*** Begin section ***
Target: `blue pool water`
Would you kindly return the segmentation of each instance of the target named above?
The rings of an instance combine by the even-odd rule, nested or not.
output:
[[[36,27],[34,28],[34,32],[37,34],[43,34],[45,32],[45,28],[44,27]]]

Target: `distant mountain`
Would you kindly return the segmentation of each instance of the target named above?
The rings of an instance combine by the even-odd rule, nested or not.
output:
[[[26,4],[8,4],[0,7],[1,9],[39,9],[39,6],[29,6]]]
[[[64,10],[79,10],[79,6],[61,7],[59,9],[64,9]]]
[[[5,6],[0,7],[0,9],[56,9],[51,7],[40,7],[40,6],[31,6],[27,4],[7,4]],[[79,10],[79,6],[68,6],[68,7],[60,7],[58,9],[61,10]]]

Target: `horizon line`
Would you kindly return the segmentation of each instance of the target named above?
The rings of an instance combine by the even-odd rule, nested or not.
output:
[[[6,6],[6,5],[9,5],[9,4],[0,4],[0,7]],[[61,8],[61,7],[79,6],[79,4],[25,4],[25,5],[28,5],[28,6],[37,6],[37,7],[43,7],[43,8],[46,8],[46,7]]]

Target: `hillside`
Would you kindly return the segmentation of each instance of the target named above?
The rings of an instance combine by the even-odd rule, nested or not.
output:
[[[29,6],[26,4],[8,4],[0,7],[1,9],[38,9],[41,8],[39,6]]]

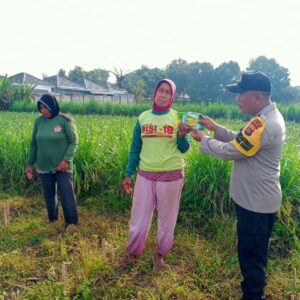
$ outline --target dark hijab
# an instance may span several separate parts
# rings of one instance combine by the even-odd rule
[[[41,104],[43,104],[51,113],[51,118],[56,117],[59,114],[59,105],[56,98],[50,94],[44,94],[37,102],[37,108],[41,111]]]

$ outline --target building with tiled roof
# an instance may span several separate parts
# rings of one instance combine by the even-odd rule
[[[88,79],[76,80],[75,82],[91,94],[113,95],[113,92],[110,90],[106,82],[100,84]]]
[[[101,102],[133,102],[134,96],[126,90],[116,90],[108,83],[95,83],[83,79],[72,81],[66,76],[53,75],[39,79],[28,73],[18,73],[10,76],[16,85],[27,85],[34,88],[33,97],[38,99],[44,93],[52,93],[59,100],[88,101],[91,99]]]
[[[10,76],[9,79],[11,79],[15,85],[27,85],[34,87],[36,92],[39,91],[40,93],[50,93],[52,91],[51,84],[28,73],[18,73]]]
[[[71,81],[66,76],[60,76],[59,74],[50,77],[45,77],[44,81],[49,82],[53,86],[55,92],[83,92],[84,88],[79,84]]]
*** End section ***
Output each entry exactly. Skip the pictures.

Target: `blue pool water`
Would you kindly return the segmentation of each instance of the target named above?
The rings of an instance combine by the even-odd rule, nested or not.
output:
[[[36,27],[34,28],[34,32],[37,34],[43,34],[45,32],[45,28],[44,27]]]

Target: `distant mountain`
Would you kindly return the segmentation of each instance of the target named above?
The rings of an instance combine by the even-odd rule, nested or not.
output:
[[[26,4],[8,4],[0,7],[1,9],[39,9],[39,6],[29,6]]]
[[[64,10],[79,10],[79,6],[61,7],[59,9],[64,9]]]
[[[5,6],[0,7],[0,9],[56,9],[51,7],[40,7],[40,6],[31,6],[27,4],[7,4]],[[79,10],[79,6],[68,6],[68,7],[60,7],[58,9],[61,10]]]

Target: `horizon line`
Would you kindly return the segmentation of each instance of the target named above?
The rings of an instance combine by the even-odd rule, nested or not.
output:
[[[6,6],[6,5],[9,5],[9,4],[0,4],[0,7]],[[61,8],[61,7],[79,6],[79,4],[25,4],[25,5],[28,5],[28,6],[37,6],[37,7],[43,7],[43,8],[46,8],[46,7]]]

Target: `hillside`
Would you kindly return the segmentation of each instance of the target named above?
The rings of an instance combine by the even-odd rule, nested or not.
output:
[[[29,6],[26,4],[8,4],[0,7],[1,9],[38,9],[41,8],[39,6]]]

$ outline --target dark hijab
# an instance may span several separate parts
# rings of one instance combine by the even-odd rule
[[[41,104],[43,104],[51,113],[51,118],[56,117],[59,114],[59,105],[56,98],[50,94],[44,94],[37,102],[37,108],[41,111]]]

$ outline --target building with tiled roof
# an instance may span several separate parts
# rings of one instance combine by the even-odd rule
[[[88,79],[76,80],[75,82],[91,94],[113,95],[113,92],[110,90],[106,82],[100,84]]]
[[[101,102],[133,102],[134,96],[126,90],[116,90],[108,83],[95,83],[83,79],[72,81],[66,76],[53,75],[39,79],[28,73],[18,73],[10,76],[16,85],[27,85],[34,88],[33,97],[38,99],[44,93],[52,93],[59,100],[88,101],[91,99]]]
[[[10,76],[9,79],[11,79],[15,85],[27,85],[34,87],[36,92],[39,91],[40,93],[50,93],[52,91],[51,84],[28,73],[18,73]]]
[[[71,81],[66,76],[60,76],[59,74],[50,77],[45,77],[44,81],[49,82],[53,86],[55,92],[83,92],[84,88],[79,84]]]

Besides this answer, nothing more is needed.